(Beginning of Provided material)

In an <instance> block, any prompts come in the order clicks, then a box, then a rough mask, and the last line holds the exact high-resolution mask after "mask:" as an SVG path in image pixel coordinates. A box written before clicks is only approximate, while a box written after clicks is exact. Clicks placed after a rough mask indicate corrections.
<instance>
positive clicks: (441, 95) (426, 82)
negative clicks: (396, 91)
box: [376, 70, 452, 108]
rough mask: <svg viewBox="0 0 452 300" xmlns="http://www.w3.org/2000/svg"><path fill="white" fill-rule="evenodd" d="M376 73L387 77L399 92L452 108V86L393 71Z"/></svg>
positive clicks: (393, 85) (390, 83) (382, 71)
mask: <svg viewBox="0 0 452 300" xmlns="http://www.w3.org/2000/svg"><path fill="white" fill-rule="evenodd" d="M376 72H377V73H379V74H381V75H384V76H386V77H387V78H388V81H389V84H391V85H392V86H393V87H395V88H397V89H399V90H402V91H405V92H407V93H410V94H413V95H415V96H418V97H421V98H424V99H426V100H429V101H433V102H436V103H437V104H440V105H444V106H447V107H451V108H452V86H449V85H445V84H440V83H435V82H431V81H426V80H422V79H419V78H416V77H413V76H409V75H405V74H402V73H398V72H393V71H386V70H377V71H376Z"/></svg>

(End of Provided material)

** Task requirements **
Reproduce every one of the records above word for word, with no changes.

** Task result **
In an <instance> block, any prompts come in the order clicks, then a box, then a rough mask, and the last line holds the exact high-resolution mask after "mask:" as an SVG path in image pixel coordinates. A box written before clicks is only approximate, while a box written after clicks is exact. Clicks placed after a rough mask indicate corrections.
<instance>
positive clicks: (441, 95) (426, 82)
negative clicks: (396, 91)
box: [376, 70, 452, 108]
rough mask: <svg viewBox="0 0 452 300" xmlns="http://www.w3.org/2000/svg"><path fill="white" fill-rule="evenodd" d="M376 73L387 77L399 92L452 108V86L393 71Z"/></svg>
positive clicks: (393, 85) (390, 83) (382, 71)
mask: <svg viewBox="0 0 452 300" xmlns="http://www.w3.org/2000/svg"><path fill="white" fill-rule="evenodd" d="M376 72H377V73H379V74H381V75H384V76H386V77H387V78H388V81H389V84H391V85H392V86H393V87H395V88H397V89H399V90H402V91H405V92H407V93H410V94H413V95H415V96H418V97H421V98H424V99H426V100H429V101H433V102H436V103H437V104H440V105H444V106H447V107H451V108H452V86H449V85H445V84H440V83H435V82H431V81H426V80H422V79H419V78H416V77H413V76H409V75H405V74H402V73H398V72H393V71H386V70H377V71H376Z"/></svg>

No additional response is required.